[Supplied data — start]

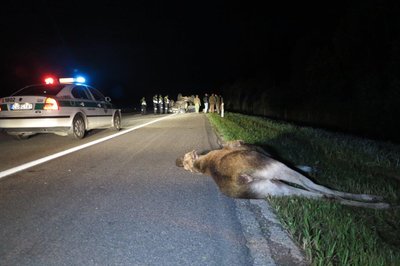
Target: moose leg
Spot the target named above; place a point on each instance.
(280, 171)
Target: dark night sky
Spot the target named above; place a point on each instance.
(154, 46)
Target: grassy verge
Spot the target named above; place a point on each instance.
(330, 233)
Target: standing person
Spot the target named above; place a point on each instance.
(155, 103)
(166, 104)
(205, 101)
(160, 104)
(222, 105)
(212, 101)
(217, 103)
(197, 103)
(144, 106)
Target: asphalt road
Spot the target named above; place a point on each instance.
(124, 202)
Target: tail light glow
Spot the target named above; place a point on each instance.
(50, 104)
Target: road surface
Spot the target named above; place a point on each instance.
(124, 202)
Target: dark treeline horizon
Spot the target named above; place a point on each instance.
(346, 78)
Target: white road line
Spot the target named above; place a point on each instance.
(62, 153)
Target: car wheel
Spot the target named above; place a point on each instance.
(117, 121)
(78, 128)
(21, 136)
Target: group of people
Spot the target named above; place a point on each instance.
(212, 104)
(161, 105)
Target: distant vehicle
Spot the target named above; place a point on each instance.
(66, 106)
(183, 105)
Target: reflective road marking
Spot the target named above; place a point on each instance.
(62, 153)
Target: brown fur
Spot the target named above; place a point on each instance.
(247, 171)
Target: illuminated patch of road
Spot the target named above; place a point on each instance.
(62, 153)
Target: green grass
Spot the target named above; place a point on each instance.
(330, 233)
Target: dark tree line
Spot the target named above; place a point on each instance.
(346, 78)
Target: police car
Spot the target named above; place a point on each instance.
(66, 106)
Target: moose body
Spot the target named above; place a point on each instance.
(246, 171)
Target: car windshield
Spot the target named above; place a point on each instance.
(39, 90)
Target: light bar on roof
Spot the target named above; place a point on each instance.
(67, 80)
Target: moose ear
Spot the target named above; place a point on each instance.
(244, 179)
(194, 154)
(179, 162)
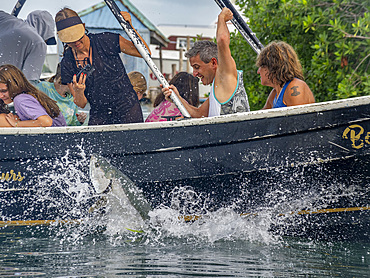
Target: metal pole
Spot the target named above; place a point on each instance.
(17, 8)
(242, 26)
(140, 46)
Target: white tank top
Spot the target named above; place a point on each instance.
(237, 103)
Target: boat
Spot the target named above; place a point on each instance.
(308, 165)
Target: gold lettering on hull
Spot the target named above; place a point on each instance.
(355, 134)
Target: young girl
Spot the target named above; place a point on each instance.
(164, 110)
(32, 106)
(61, 94)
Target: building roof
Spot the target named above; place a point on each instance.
(100, 16)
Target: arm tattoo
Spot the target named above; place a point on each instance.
(295, 91)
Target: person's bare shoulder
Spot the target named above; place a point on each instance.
(298, 93)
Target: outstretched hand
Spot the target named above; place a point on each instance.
(79, 86)
(126, 17)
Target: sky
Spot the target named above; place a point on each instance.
(159, 12)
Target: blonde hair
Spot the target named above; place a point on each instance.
(138, 81)
(281, 61)
(18, 84)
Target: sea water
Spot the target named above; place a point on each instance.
(223, 244)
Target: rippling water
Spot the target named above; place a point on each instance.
(224, 246)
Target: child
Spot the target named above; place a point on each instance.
(61, 94)
(32, 106)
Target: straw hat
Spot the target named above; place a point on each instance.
(70, 29)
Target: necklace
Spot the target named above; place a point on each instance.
(82, 63)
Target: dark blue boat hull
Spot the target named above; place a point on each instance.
(293, 160)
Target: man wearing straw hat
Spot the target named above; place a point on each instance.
(104, 83)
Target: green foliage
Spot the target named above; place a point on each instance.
(332, 40)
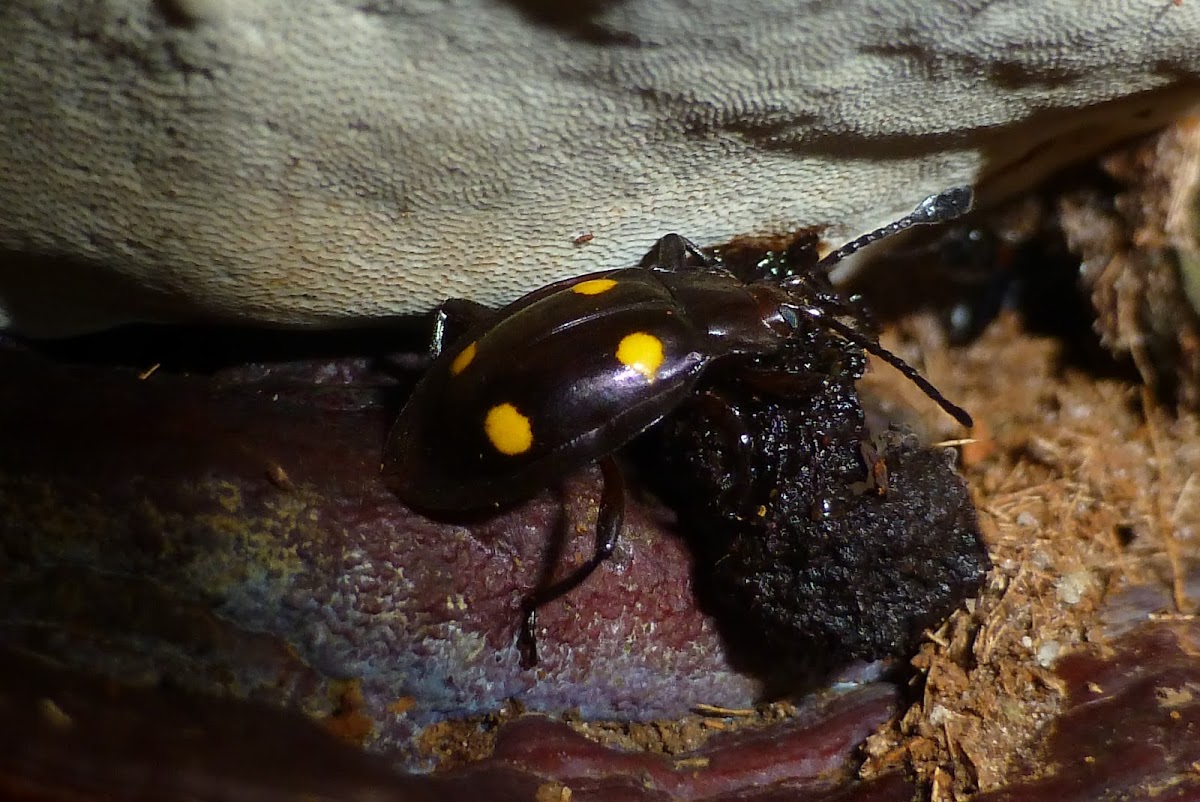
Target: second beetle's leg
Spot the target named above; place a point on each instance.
(610, 519)
(453, 318)
(676, 252)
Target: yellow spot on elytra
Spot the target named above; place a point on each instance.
(465, 358)
(508, 430)
(593, 286)
(642, 352)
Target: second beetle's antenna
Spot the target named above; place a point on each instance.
(935, 209)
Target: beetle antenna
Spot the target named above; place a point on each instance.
(937, 208)
(909, 371)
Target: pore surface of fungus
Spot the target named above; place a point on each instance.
(334, 162)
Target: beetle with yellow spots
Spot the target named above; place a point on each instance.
(571, 372)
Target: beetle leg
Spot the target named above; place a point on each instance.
(453, 318)
(610, 519)
(731, 424)
(675, 252)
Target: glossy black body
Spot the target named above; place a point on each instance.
(551, 354)
(817, 540)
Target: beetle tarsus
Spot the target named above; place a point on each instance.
(610, 519)
(935, 209)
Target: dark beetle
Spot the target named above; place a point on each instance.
(817, 540)
(570, 372)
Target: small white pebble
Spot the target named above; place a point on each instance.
(1072, 587)
(1048, 653)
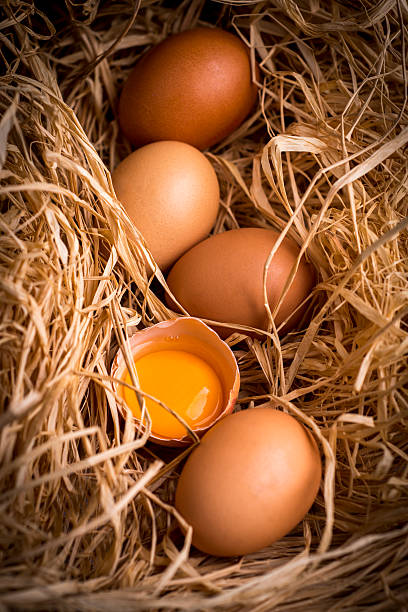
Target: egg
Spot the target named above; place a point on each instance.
(194, 86)
(221, 279)
(188, 375)
(171, 193)
(252, 478)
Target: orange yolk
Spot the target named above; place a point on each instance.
(182, 381)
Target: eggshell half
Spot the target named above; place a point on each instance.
(249, 482)
(191, 335)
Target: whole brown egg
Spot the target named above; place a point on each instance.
(249, 482)
(194, 86)
(221, 279)
(170, 192)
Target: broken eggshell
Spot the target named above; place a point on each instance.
(184, 334)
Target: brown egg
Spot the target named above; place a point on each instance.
(221, 279)
(170, 191)
(250, 481)
(194, 86)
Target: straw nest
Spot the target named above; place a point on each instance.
(86, 506)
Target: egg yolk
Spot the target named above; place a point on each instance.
(182, 381)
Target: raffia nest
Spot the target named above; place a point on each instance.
(86, 506)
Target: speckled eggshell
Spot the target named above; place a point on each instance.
(194, 86)
(170, 192)
(250, 481)
(221, 279)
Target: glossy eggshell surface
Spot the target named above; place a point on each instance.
(250, 481)
(170, 192)
(221, 278)
(194, 86)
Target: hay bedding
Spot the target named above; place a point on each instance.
(86, 514)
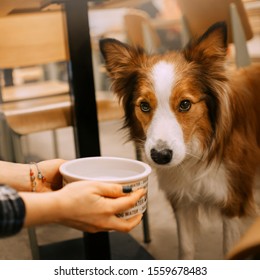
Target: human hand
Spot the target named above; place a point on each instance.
(92, 206)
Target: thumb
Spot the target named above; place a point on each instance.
(111, 190)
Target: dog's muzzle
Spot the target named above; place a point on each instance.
(163, 156)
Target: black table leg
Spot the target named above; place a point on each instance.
(84, 104)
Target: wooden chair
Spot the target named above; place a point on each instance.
(248, 247)
(198, 15)
(140, 31)
(28, 40)
(33, 39)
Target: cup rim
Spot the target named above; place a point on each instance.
(147, 170)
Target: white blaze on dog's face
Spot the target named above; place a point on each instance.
(164, 142)
(172, 101)
(171, 108)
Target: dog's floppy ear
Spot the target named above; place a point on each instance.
(120, 58)
(210, 47)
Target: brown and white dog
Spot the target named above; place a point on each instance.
(198, 124)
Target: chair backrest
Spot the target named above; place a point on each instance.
(140, 32)
(200, 14)
(32, 39)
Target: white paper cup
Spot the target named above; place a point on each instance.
(124, 171)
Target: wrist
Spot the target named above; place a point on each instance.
(15, 175)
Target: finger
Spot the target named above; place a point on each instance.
(125, 225)
(127, 202)
(110, 189)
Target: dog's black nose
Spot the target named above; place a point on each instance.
(162, 156)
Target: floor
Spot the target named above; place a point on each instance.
(163, 243)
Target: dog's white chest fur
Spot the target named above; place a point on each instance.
(195, 182)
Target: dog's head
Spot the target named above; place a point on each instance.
(175, 104)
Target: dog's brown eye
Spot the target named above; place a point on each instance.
(145, 107)
(184, 106)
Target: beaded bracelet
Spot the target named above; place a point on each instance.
(33, 178)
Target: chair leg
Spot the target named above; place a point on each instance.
(146, 229)
(239, 38)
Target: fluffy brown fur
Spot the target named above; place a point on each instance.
(224, 118)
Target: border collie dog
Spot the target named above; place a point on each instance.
(198, 125)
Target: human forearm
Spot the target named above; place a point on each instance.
(41, 208)
(15, 175)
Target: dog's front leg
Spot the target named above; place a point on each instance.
(187, 227)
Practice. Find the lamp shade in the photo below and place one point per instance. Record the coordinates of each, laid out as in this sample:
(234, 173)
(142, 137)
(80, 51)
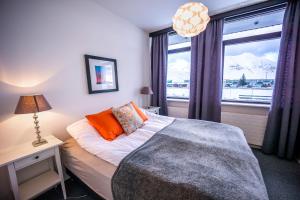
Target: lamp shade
(190, 19)
(32, 104)
(146, 90)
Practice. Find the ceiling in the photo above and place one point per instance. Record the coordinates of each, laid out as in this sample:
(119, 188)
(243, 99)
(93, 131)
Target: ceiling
(152, 15)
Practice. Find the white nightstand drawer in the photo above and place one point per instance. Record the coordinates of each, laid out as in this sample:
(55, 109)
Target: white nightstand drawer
(34, 159)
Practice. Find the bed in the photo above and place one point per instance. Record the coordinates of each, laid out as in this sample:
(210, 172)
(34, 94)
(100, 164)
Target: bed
(139, 166)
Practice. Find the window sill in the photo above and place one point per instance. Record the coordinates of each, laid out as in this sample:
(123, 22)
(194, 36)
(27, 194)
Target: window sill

[Supplied data — finish]

Task details:
Search each line of the data above for "human", and copy the lines where it occurs.

Response for this exercise:
Target: human hand
Target: human forearm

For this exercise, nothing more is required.